*文書抜粋*:
執筆者:佐藤 節夫
小冊子刊行 「円滑な経営承継のための経営革新」
経営承継成功事例 第2回 大塚プラスチック工業様
企業名 大塚プラスチック工業(株)
面談者 大塚輝之代表取締役社長
面談日 平成24年6月18日 経営承継事業部担当名 佐藤 節夫
【ヒアリング項目】
1.現社長の経歴
社長歴 4年(社長就任 平成20年7月 当社2代目)
前社長との関係:長男
社長就任までの職歴 社外:社外職歴なし
社内:21歳の3月入社以来、製造・技術・営業を経験し、
前社長の下、帝王学を学ぶ
2.経営承継時に新たに取り組んだこと、変更したこと
1)社長就任の準備
■実施項目:①社内技術部立ち上げ
②若手経営者塾(群馬工業振興課・プラスチック工業振興協会)
③外部セミナー(機械メーカ主催)

*資料*:
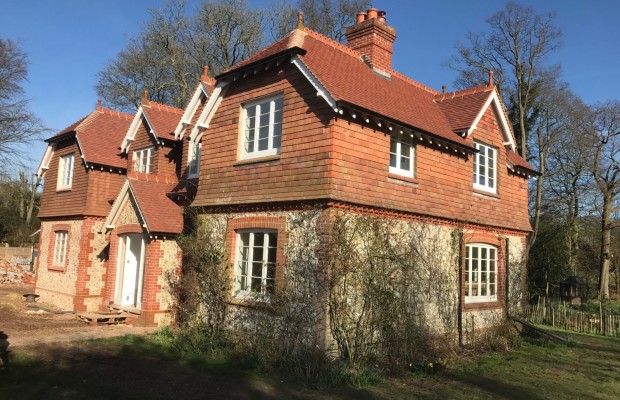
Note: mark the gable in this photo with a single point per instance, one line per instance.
(199, 96)
(128, 214)
(502, 119)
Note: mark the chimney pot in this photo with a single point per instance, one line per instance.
(145, 99)
(300, 20)
(373, 38)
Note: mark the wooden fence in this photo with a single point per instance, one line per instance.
(565, 317)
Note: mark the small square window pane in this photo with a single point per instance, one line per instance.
(256, 285)
(259, 239)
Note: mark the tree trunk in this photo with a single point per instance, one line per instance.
(603, 281)
(32, 199)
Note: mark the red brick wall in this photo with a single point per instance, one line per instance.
(340, 159)
(86, 250)
(443, 184)
(301, 171)
(103, 186)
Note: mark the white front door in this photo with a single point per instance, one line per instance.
(130, 271)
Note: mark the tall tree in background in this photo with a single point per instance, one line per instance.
(18, 126)
(168, 56)
(515, 48)
(606, 171)
(19, 200)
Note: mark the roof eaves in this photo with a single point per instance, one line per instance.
(313, 79)
(58, 138)
(463, 146)
(207, 113)
(131, 132)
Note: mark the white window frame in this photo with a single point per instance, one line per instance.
(250, 127)
(193, 160)
(485, 168)
(481, 271)
(143, 160)
(245, 259)
(60, 248)
(402, 148)
(65, 171)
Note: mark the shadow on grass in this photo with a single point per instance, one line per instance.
(134, 368)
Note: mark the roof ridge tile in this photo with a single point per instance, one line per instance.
(114, 113)
(164, 107)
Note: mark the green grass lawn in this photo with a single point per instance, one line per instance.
(144, 368)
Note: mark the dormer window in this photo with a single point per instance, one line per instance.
(143, 160)
(193, 166)
(402, 153)
(262, 127)
(65, 172)
(485, 168)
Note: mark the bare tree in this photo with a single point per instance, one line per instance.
(569, 185)
(157, 60)
(168, 56)
(226, 32)
(606, 171)
(18, 126)
(515, 49)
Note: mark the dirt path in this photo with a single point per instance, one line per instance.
(26, 324)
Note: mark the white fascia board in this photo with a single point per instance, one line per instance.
(82, 155)
(45, 161)
(191, 108)
(209, 110)
(505, 127)
(131, 132)
(320, 89)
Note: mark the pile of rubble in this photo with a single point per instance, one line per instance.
(11, 273)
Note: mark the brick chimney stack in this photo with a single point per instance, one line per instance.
(373, 38)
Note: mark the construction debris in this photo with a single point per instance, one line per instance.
(13, 274)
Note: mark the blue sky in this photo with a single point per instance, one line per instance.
(69, 41)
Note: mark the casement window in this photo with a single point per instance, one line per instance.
(65, 172)
(262, 127)
(480, 273)
(402, 153)
(485, 168)
(143, 160)
(193, 166)
(60, 248)
(255, 267)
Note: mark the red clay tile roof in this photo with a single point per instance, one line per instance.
(349, 79)
(518, 161)
(462, 107)
(99, 135)
(274, 48)
(163, 118)
(161, 214)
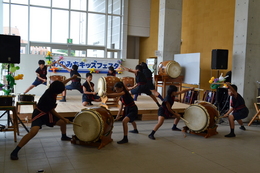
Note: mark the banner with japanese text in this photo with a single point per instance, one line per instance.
(85, 65)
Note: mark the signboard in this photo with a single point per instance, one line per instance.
(86, 65)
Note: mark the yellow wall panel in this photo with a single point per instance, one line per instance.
(206, 25)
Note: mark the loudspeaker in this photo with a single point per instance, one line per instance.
(222, 99)
(10, 49)
(219, 59)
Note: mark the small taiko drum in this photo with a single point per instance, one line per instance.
(106, 85)
(201, 116)
(57, 77)
(128, 81)
(26, 97)
(169, 68)
(7, 100)
(94, 123)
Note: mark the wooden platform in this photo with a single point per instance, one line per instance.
(147, 108)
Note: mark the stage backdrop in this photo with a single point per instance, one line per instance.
(29, 63)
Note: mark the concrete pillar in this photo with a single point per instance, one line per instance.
(169, 36)
(246, 51)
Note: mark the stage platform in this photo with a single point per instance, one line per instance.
(147, 108)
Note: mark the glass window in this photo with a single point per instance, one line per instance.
(40, 27)
(60, 3)
(79, 5)
(60, 26)
(39, 50)
(96, 29)
(56, 21)
(41, 3)
(114, 6)
(78, 27)
(59, 52)
(113, 38)
(19, 22)
(19, 1)
(93, 53)
(97, 6)
(79, 53)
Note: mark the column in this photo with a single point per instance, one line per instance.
(169, 36)
(246, 51)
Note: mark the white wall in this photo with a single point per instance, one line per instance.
(139, 18)
(29, 63)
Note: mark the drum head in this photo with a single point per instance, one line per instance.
(198, 118)
(101, 86)
(173, 69)
(91, 126)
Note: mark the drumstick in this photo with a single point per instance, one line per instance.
(184, 120)
(75, 124)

*実施課題*:
文書抜粋で、社長就任の準備の実施項目として挙げられているものをすべて書き出してください。

*解答*:
・社内技術部立ち上げ
・若手経営者塾(群馬工業振興課・プラスチック工業振興協会)
・外部セミナー(機械メーカ主催)